(Beginning of RECORDED INFORMATION)

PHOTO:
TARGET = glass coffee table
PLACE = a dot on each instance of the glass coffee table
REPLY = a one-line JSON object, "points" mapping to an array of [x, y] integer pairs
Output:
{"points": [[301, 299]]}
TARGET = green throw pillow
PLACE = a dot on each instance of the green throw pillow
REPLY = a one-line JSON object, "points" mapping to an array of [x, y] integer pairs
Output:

(End of RECORDED INFORMATION)

EXERCISE AIM
Emit the full listing verbatim.

RESPONSE
PHOTO:
TARGET = glass coffee table
PLACE = a dot on each instance of the glass coffee table
REPLY = a one-line JSON object, "points" mapping to an array of [x, y] integer pairs
Output:
{"points": [[301, 299]]}
TARGET = green throw pillow
PLACE = a dot on each instance of the green throw pillow
REPLY = a one-line JSON object, "points" mapping to an array of [x, y] integer pairs
Output:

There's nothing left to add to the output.